Problem to work on:
Pick out every line in the listing below that contains the word "white", and copy each one as it appears.

The data:
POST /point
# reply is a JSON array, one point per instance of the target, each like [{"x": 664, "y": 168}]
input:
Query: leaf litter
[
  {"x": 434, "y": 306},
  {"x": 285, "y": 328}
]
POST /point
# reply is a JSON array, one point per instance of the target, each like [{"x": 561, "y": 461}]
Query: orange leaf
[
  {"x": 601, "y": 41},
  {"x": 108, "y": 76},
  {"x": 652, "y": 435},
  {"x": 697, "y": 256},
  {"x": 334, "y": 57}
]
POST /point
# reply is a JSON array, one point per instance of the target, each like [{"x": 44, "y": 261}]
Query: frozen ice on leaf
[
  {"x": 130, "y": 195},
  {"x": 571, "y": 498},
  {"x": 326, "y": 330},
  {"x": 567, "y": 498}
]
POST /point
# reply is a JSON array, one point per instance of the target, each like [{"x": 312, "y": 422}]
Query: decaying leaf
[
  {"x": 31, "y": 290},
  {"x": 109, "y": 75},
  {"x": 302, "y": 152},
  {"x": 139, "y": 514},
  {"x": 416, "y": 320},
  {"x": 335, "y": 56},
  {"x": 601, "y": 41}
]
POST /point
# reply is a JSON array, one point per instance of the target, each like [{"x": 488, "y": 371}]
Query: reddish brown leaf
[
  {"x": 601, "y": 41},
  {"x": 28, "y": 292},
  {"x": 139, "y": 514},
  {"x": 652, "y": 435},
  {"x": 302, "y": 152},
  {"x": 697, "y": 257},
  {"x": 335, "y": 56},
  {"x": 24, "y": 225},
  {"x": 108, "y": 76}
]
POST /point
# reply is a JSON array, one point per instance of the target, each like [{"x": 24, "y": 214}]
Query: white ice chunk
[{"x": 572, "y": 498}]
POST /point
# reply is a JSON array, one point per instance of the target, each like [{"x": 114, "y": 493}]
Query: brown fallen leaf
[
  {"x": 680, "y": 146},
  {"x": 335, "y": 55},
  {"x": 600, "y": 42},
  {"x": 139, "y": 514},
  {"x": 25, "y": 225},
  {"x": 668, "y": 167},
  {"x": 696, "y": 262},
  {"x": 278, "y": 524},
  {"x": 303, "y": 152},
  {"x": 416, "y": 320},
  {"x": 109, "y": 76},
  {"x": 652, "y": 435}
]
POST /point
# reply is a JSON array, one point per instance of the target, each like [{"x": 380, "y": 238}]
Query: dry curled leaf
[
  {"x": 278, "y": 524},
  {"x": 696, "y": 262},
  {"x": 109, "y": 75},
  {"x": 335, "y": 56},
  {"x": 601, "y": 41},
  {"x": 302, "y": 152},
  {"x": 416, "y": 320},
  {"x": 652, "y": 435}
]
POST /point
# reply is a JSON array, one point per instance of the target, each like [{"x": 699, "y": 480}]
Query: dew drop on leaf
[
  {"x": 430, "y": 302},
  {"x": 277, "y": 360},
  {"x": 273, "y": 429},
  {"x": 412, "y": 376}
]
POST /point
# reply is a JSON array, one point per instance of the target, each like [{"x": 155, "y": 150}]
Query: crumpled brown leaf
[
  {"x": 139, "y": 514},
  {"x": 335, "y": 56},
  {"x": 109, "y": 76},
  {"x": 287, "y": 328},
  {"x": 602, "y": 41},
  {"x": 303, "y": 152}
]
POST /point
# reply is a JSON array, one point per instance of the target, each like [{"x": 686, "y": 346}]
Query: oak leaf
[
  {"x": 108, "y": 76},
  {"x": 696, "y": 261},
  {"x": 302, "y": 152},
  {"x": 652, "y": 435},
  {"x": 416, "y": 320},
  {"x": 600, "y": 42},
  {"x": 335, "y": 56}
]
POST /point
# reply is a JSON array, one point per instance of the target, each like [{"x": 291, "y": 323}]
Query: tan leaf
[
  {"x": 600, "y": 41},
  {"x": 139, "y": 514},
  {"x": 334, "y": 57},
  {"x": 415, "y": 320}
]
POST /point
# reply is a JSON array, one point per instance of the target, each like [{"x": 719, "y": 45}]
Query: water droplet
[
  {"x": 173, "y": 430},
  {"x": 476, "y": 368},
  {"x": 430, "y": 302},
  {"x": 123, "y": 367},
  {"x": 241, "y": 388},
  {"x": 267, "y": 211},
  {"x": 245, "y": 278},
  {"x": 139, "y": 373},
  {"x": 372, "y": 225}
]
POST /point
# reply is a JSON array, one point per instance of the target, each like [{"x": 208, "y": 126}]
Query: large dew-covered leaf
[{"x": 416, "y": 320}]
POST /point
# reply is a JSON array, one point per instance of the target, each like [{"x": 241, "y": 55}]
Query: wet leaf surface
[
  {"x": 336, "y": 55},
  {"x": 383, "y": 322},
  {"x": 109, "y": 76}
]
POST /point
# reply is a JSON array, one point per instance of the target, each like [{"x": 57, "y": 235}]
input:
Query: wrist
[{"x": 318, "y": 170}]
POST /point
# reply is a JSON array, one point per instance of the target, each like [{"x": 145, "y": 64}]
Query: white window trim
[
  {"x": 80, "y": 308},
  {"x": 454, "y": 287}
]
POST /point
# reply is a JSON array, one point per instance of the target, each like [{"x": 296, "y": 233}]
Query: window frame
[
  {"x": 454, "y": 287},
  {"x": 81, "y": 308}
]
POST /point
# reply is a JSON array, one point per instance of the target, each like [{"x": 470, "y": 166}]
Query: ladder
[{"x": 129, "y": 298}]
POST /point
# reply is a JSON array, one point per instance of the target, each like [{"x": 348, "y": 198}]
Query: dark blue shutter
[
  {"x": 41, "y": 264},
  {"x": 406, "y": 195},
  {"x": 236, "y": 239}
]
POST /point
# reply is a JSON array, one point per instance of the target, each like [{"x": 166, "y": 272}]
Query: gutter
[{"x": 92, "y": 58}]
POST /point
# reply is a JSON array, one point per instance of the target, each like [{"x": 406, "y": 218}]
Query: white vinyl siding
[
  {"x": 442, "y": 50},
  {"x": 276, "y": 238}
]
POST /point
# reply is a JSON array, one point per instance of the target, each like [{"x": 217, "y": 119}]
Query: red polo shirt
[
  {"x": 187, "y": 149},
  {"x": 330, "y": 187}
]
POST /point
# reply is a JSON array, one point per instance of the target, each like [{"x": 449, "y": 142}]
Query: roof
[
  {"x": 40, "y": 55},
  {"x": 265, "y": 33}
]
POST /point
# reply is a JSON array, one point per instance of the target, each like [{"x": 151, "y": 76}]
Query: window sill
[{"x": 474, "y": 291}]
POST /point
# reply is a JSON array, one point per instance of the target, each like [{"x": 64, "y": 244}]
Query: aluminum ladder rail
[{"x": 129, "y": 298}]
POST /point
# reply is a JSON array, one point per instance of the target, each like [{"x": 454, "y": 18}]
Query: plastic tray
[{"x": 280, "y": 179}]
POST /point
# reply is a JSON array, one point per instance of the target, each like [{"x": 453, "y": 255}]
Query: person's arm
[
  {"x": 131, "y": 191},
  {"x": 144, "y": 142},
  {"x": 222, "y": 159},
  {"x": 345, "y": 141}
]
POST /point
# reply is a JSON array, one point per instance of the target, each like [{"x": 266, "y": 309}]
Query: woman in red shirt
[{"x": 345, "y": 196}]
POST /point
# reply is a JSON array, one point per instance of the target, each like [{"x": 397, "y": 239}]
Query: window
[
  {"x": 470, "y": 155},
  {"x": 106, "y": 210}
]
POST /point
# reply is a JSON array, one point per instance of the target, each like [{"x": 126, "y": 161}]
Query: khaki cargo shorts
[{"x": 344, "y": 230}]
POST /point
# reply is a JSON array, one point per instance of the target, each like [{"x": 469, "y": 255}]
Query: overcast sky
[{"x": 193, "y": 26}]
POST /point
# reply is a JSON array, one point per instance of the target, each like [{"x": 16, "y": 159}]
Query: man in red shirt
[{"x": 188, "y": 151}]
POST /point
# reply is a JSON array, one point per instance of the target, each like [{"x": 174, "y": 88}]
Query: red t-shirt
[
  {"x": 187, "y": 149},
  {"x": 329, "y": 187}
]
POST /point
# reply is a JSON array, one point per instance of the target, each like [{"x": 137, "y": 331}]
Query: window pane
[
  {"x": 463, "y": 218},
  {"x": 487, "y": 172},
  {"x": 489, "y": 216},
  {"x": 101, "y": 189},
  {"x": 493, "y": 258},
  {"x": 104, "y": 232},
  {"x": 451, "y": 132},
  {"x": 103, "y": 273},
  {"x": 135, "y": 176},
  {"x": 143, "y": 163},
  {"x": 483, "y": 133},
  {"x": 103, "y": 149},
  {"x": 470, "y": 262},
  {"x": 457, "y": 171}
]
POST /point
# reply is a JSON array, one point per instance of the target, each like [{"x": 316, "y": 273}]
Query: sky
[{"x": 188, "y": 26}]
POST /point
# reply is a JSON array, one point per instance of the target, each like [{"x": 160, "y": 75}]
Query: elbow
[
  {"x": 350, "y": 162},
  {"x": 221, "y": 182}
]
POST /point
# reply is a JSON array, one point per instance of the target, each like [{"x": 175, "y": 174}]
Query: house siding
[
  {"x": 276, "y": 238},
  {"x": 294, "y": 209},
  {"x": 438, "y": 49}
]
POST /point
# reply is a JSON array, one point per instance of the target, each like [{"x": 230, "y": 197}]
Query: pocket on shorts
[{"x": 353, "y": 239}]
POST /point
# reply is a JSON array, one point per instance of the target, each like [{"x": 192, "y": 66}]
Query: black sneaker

Result for this exercise:
Query: white ice chunk
Query: white window trim
Query: white vinyl siding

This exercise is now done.